_Task to complete_.
Filter the listing for lines containing "drop".

_Given information_.

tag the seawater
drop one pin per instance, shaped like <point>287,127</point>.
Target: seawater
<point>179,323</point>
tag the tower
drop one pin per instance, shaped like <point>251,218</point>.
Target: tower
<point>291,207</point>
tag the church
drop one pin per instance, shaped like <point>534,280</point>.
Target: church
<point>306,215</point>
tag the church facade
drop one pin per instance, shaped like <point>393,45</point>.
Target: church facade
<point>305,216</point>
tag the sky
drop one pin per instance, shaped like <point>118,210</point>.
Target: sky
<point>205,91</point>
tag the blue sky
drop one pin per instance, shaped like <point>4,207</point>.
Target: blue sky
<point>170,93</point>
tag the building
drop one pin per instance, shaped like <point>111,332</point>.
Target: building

_Result for this exercise_.
drop one pin per instance, shaped like <point>287,127</point>.
drop one pin per instance, shaped like <point>251,218</point>.
drop one pin per instance, shaped like <point>534,280</point>.
drop one pin per instance, shaped like <point>393,45</point>.
drop one pin per instance, shaped like <point>118,210</point>.
drop one pin per instance, shaped like <point>4,207</point>.
drop one pin per instance, shaped like <point>111,332</point>.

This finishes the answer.